:: HOW TO COMPLETE THIS TASK ::
In the entries below, find the line containing "brick wall, which", then copy it and every later line exactly, ending with the last line.

· · · · ·

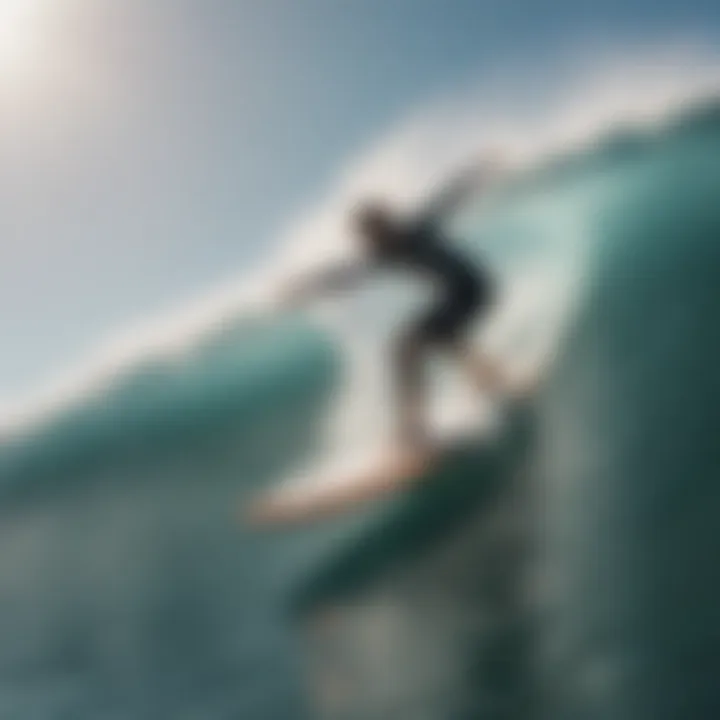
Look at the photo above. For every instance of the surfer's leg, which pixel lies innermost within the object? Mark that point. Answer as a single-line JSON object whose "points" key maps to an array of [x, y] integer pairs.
{"points": [[484, 373], [409, 388]]}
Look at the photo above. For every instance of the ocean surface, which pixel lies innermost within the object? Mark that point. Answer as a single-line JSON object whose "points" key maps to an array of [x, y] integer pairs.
{"points": [[130, 590]]}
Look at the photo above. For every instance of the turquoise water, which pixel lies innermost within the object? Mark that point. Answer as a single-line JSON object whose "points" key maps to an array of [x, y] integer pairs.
{"points": [[130, 591]]}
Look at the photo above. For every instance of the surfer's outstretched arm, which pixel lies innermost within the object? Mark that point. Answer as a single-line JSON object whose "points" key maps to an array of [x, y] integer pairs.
{"points": [[455, 192], [327, 281]]}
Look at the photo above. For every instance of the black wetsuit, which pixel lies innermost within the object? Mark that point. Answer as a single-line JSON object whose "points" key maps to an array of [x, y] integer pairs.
{"points": [[464, 289]]}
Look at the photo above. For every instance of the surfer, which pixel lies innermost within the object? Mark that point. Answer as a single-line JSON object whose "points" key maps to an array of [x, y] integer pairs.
{"points": [[465, 292]]}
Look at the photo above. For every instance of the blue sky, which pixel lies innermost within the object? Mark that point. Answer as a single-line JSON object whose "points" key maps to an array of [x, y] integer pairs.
{"points": [[157, 148]]}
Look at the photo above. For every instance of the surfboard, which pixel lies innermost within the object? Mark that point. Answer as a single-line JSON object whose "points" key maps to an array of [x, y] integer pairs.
{"points": [[335, 492]]}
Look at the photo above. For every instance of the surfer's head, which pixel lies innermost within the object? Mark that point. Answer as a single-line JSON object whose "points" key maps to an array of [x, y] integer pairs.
{"points": [[375, 223]]}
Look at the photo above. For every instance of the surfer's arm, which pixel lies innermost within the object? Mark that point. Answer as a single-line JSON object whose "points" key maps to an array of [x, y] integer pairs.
{"points": [[327, 281], [454, 193]]}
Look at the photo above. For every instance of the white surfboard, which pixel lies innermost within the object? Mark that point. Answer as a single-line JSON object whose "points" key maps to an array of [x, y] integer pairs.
{"points": [[342, 490]]}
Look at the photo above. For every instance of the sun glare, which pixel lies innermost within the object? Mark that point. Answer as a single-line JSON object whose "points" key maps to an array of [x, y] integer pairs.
{"points": [[20, 22]]}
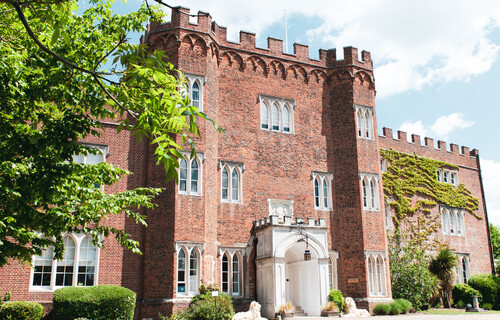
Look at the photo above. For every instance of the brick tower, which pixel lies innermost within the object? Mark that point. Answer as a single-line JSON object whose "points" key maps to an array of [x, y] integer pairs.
{"points": [[300, 158]]}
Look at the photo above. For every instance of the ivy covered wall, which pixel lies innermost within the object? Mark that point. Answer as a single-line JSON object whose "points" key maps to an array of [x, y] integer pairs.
{"points": [[412, 189]]}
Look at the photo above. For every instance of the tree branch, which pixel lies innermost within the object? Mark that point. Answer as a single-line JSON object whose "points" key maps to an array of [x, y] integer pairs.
{"points": [[98, 80], [122, 40]]}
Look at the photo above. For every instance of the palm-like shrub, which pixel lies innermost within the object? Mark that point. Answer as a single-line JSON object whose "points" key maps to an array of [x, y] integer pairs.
{"points": [[443, 266]]}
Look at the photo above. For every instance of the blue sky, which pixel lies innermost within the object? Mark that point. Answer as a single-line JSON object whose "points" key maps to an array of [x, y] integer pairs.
{"points": [[436, 62]]}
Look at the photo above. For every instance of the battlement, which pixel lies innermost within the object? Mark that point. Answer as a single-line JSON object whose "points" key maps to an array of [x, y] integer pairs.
{"points": [[455, 154], [287, 221], [327, 58]]}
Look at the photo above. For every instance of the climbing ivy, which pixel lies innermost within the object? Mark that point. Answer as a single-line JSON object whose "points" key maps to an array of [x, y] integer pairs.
{"points": [[412, 189]]}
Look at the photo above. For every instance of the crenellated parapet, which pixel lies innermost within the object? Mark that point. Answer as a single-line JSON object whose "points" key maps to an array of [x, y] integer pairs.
{"points": [[246, 56], [427, 148], [287, 221]]}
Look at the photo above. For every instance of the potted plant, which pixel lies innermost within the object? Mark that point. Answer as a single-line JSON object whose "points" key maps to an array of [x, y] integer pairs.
{"points": [[286, 310], [330, 310]]}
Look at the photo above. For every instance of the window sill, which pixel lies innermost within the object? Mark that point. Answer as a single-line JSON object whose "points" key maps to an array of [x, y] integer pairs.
{"points": [[231, 202], [323, 209], [190, 194]]}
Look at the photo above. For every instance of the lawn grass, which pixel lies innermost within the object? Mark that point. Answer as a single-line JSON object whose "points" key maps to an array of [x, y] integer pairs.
{"points": [[454, 311]]}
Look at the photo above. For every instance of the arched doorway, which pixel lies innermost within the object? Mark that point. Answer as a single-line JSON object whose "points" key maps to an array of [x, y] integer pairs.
{"points": [[302, 286], [283, 275]]}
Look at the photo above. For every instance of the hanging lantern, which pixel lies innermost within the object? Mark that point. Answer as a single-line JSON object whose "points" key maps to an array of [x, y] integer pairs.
{"points": [[307, 255]]}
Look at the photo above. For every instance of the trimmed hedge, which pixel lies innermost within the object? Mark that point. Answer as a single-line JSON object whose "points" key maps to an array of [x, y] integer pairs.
{"points": [[96, 303], [202, 307], [21, 310], [398, 306], [337, 297], [382, 309], [464, 293], [489, 286]]}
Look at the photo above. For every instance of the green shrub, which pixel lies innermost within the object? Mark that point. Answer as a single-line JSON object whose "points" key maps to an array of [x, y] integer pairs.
{"points": [[404, 304], [488, 285], [487, 306], [394, 309], [21, 310], [410, 275], [460, 304], [337, 297], [202, 307], [382, 309], [96, 303], [464, 293]]}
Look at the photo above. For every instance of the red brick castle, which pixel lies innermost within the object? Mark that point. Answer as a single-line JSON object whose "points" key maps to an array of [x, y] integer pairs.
{"points": [[286, 205]]}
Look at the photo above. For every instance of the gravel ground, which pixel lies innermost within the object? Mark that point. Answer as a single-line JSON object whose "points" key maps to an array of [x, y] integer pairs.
{"points": [[424, 316]]}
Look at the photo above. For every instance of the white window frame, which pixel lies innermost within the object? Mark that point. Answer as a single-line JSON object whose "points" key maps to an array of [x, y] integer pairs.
{"points": [[191, 289], [191, 79], [280, 207], [231, 168], [364, 122], [231, 254], [370, 197], [463, 258], [447, 176], [321, 178], [452, 221], [77, 239], [267, 103], [332, 270], [199, 159], [388, 216], [376, 273]]}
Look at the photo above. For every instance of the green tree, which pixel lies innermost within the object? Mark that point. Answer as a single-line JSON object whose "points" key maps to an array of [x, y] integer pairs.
{"points": [[443, 266], [54, 92], [495, 241], [410, 275]]}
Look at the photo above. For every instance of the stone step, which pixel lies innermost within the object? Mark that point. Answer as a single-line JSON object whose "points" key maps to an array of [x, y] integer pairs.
{"points": [[299, 312]]}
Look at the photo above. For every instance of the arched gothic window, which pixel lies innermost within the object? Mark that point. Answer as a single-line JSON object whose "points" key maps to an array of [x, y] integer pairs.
{"points": [[286, 118], [376, 275], [195, 96], [364, 117], [369, 192], [195, 90], [231, 183], [276, 114], [264, 116], [225, 273], [322, 190], [190, 174], [188, 270], [236, 275], [193, 272], [231, 274], [77, 268]]}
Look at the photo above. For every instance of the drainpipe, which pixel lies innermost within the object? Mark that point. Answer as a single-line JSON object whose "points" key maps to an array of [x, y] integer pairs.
{"points": [[255, 241], [492, 262]]}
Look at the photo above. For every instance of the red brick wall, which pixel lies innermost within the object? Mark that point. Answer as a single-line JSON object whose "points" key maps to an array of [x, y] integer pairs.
{"points": [[475, 241]]}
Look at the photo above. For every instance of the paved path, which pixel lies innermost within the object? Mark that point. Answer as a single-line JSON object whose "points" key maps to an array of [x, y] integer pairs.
{"points": [[422, 316]]}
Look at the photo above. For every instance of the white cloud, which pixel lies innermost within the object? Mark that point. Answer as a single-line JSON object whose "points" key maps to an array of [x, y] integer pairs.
{"points": [[414, 128], [440, 129], [490, 171], [414, 44], [444, 125]]}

· · · · ·

:: ANSWER BOX ::
Look at the photo above. For every instance of the red brick wall, which pixel lies innermost within the object? Mark that point. Answer as a single-line JSON object whose "points" key maps to an array of [x, y] integer pairs.
{"points": [[475, 241]]}
Look at the photo above. For every instance of the paved path, which pixel lies innermost within the object? Mark that point. Answer as a single-line JSON object whose "points" key maps to an array of [x, y] integer pairs.
{"points": [[422, 316]]}
Look at the photo above. For every instance of the white cloud, which pixel lies innermost within the object? Mark that point. Answer as a single-line JSON object whose "points" key maps to an array of [x, y] integer pairs.
{"points": [[414, 128], [440, 129], [490, 171], [414, 44], [444, 125]]}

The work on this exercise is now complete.